Actions to take:
A: According to the webscraping tutorial, why does the code add ".text" to the "website_proper" object before passing it to BeautifulSoup?
B: Answer these from the webscraping tutorial:
(i) Which two libraries does the walkthrough use?
(ii) What parser argument does the code pass to BeautifulSoup?
(iii) What appears in the right-hand tab when you inspect element on the page?
C: Decide whether each statement agrees with the webscraping tutorial:
(i) The Iris data was gathered programmatically.
(ii) Beautiful Soup parses the HTML tree that the requests library collects.
(iii) The tutorial checks the soup by printing the url variable.

Selected text:
--- start ---

# Introduction to Webscraping in Python
Webscraping is the process of automating information collection from the internet. Think back to the Iris DataFrame that we used in the Pandas introduction. This data had to be collected by hand by the creater measuring each aspect of the flower and recording that information. Through webscraping we can programmatically collect information from webpages and eliminate the bulk of manual data collection.

## Introduction
All websites are structured using HTML code to arrange and design the elements on the page. You can see this structure if you use the inspect element on a page. For this walk through we are going to be using the requests and beautiful soup libraries. The requests library allows you to access a website's content which will then input into beautiful soup. BSoup allows you to parse the HTML tree that is collected by the requests library. For an example visit this website: 
https://www.tdcj.texas.gov/death_row/dr_executed_offenders.html

If you inspect element the page the right-hand tab on the side will pop up which shows the HTML tree. This code relates everything on the webpage to each other. Lets start with requesting a website and looking at unparsed HTML. 

In [1]:
### NEW CODE ###
!pip install bs4
!pip install requests
from bs4 import BeautifulSoup
import requests

url = 'https://www.tdcj.texas.gov/death_row/dr_executed_offenders.html'
website_proper = requests.get(url)
soup = BeautifulSoup(website_proper.text, 'html.parser')



We can see here that we had to add the suffix ".text" to the end of our "website_proper" object. If we did not do this we would get a response error. This function (.text) will be used later on as well and should just be identified as a method of extracting text from a webpage. We can now verify that we have the website's "soup" by printing the soup variable in the below cell. 

In [2]:
### NEW CODE ###
print(soup)

--- end ---

[Entries taken from a collection]

--- start ---

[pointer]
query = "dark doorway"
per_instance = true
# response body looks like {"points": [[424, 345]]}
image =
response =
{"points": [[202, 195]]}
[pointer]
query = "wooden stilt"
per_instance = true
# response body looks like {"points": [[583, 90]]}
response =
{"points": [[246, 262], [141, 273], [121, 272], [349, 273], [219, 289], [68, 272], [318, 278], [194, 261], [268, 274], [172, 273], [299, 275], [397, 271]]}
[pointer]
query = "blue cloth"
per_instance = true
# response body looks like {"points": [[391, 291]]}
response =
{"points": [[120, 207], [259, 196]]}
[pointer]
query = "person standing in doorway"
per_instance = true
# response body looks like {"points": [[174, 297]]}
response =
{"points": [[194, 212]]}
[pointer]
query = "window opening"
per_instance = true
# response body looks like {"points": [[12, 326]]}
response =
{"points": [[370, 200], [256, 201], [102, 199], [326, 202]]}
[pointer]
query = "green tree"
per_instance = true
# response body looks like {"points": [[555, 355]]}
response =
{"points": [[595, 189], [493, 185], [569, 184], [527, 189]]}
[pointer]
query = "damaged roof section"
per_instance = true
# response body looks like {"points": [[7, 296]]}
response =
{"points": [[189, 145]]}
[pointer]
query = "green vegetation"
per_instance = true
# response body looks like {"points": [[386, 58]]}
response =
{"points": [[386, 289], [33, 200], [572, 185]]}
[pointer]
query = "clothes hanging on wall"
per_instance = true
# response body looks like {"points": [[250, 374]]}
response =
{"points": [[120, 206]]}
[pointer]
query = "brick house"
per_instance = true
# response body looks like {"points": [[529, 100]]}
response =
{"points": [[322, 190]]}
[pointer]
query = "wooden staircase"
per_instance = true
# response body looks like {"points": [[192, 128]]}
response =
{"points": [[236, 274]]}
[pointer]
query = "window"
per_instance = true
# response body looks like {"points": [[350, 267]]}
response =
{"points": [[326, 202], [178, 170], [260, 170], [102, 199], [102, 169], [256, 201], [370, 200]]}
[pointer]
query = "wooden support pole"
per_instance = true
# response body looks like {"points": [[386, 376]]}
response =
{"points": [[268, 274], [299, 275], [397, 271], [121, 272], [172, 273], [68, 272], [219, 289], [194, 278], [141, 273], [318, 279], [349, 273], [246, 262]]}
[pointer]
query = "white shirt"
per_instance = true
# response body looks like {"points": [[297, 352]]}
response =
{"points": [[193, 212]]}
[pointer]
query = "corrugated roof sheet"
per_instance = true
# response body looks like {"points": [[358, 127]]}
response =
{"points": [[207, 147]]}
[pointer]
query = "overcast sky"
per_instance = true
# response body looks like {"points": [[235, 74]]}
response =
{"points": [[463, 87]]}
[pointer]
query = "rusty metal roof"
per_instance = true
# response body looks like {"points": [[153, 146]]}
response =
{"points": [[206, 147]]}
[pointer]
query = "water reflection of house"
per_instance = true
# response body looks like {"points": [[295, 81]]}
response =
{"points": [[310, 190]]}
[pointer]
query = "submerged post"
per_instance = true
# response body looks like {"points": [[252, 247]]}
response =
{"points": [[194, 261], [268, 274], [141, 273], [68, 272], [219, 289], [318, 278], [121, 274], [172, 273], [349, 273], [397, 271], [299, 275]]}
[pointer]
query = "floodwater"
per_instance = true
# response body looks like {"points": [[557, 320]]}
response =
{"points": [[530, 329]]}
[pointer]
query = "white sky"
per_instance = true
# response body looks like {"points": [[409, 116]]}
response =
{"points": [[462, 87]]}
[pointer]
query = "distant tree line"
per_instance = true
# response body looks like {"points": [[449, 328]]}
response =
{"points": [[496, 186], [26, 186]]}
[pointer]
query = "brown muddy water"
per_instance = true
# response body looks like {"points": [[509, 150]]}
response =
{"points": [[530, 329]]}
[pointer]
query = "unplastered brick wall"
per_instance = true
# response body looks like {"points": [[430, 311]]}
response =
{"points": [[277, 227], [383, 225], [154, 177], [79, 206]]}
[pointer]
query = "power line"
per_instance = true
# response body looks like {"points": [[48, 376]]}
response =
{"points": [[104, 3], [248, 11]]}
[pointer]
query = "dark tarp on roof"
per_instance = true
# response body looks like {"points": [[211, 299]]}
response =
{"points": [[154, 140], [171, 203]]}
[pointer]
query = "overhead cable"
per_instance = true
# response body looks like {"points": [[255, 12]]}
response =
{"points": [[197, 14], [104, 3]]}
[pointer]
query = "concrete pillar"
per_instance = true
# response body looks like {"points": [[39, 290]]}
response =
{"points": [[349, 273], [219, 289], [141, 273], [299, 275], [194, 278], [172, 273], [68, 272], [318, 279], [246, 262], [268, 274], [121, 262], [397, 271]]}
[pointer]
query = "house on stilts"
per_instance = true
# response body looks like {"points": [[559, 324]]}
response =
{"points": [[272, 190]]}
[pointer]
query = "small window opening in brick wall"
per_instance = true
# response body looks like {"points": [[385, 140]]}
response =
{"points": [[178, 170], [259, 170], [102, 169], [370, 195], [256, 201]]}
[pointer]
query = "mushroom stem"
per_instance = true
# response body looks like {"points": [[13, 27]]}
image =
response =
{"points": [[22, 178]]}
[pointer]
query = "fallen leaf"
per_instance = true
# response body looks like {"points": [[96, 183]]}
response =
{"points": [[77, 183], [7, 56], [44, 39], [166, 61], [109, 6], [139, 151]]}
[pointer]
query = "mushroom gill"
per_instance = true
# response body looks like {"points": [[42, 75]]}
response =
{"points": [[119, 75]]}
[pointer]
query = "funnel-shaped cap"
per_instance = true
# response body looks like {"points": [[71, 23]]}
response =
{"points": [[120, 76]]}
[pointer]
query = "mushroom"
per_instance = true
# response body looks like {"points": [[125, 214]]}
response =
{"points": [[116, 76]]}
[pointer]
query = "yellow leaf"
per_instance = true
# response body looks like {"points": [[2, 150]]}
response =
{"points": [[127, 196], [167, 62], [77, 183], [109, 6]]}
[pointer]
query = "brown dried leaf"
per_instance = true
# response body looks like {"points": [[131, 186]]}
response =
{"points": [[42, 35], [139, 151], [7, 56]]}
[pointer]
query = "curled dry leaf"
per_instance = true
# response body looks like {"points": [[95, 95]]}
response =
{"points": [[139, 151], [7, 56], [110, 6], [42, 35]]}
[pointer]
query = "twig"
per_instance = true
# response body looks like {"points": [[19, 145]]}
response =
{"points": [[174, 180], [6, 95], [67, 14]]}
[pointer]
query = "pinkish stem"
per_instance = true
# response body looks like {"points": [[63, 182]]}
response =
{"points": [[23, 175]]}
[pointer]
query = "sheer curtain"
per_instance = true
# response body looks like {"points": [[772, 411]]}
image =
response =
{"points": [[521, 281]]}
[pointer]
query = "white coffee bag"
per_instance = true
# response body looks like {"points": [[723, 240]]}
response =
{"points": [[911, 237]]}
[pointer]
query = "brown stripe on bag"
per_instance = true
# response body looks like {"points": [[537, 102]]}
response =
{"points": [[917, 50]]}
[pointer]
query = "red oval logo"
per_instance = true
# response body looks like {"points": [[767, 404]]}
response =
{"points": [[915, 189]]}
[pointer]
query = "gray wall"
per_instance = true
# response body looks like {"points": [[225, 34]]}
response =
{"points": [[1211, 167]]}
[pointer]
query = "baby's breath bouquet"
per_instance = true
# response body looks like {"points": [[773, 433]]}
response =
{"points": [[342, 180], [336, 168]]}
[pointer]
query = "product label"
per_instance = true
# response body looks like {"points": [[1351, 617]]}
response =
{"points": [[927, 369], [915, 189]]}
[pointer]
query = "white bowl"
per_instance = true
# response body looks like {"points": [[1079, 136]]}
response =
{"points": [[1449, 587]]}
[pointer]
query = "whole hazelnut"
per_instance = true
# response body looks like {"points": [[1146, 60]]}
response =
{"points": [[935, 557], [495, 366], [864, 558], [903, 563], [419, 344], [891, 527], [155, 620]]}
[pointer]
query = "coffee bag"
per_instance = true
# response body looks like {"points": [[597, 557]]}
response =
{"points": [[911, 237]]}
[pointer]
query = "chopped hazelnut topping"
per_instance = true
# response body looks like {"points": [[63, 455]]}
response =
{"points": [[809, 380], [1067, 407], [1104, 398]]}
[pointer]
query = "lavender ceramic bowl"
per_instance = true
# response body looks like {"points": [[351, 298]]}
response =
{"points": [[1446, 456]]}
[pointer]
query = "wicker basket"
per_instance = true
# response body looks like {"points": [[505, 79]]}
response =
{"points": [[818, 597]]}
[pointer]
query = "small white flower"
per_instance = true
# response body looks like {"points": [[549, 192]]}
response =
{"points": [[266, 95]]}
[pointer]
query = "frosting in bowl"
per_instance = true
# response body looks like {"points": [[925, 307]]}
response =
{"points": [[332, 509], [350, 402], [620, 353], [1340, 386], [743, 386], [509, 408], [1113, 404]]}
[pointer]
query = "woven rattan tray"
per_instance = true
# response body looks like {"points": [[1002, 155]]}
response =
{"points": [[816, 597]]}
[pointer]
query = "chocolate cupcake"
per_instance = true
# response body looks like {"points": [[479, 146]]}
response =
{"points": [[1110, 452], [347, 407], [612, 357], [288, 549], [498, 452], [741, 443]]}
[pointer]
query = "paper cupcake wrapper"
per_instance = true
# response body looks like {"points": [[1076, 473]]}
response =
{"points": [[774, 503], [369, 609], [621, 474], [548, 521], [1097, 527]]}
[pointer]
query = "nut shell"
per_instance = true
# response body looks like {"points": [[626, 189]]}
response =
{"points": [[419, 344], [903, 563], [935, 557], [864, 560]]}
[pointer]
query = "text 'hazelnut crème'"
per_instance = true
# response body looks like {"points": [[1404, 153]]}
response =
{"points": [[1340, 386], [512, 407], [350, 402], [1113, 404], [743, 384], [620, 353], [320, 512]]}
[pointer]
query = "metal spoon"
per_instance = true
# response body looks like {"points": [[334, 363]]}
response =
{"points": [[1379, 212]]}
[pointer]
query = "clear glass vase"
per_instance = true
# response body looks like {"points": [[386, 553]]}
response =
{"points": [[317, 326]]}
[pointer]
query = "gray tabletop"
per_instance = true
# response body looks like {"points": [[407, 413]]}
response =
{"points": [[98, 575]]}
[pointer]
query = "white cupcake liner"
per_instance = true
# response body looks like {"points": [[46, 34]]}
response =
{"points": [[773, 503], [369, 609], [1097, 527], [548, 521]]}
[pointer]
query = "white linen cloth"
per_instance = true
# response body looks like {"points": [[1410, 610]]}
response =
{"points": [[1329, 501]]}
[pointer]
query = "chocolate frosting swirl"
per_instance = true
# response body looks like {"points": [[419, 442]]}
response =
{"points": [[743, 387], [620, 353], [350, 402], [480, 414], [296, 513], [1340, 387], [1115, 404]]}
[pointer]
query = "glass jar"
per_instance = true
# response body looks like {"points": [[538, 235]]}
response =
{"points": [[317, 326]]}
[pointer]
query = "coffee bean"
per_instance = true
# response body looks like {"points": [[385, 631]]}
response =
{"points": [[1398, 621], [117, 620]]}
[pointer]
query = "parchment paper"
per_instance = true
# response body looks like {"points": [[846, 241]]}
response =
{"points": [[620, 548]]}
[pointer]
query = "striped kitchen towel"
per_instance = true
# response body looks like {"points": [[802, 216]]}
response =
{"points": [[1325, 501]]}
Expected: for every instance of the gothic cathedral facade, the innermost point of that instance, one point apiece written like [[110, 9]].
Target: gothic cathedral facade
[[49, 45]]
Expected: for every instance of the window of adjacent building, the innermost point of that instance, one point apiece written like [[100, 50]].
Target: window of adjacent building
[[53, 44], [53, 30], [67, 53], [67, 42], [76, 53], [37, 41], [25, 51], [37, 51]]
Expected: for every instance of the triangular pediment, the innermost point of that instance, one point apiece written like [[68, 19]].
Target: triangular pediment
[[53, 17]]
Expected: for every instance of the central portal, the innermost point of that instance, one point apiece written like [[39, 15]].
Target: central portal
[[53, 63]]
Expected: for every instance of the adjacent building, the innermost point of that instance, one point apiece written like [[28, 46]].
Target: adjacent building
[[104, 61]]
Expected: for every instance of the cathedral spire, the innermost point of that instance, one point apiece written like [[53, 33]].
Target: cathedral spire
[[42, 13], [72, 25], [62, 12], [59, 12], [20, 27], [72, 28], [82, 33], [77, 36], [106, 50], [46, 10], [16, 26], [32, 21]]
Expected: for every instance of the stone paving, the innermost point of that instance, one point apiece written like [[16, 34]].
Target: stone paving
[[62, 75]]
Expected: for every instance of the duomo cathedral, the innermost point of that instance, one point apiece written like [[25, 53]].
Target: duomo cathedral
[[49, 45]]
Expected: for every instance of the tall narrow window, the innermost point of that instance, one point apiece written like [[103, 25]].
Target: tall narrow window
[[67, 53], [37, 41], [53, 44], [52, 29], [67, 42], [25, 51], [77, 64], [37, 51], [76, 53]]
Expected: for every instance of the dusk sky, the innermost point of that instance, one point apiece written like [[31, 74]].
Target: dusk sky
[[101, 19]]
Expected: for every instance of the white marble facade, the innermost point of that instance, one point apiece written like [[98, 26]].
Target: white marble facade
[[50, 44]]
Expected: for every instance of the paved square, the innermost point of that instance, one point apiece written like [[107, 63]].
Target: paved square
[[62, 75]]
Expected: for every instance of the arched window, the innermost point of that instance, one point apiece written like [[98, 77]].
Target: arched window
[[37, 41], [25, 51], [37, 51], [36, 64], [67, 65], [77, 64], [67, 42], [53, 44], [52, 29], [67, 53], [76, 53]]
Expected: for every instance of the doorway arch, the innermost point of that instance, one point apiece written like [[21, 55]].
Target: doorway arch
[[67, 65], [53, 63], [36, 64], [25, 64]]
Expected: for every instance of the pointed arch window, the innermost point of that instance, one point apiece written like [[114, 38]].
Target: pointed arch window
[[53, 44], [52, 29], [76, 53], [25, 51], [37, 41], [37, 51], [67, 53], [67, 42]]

--- end ---

Exercise answers:
A: The tutorial states that without the ".text" suffix on "website_proper" the code would produce a response error. It describes ".text" as a method of extracting text from a webpage.

B:
(i) The requests and beautiful soup libraries.
(ii) 'html.parser'
(iii) The HTML tree.

C:
(i) No: "This data had to be collected by hand by the creater measuring each aspect of the flower and recording that information."
(ii) Yes: "BSoup allows you to parse the HTML tree that is collected by the requests library."
(iii) No: "We can now verify that we have the website's "soup" by printing the soup variable"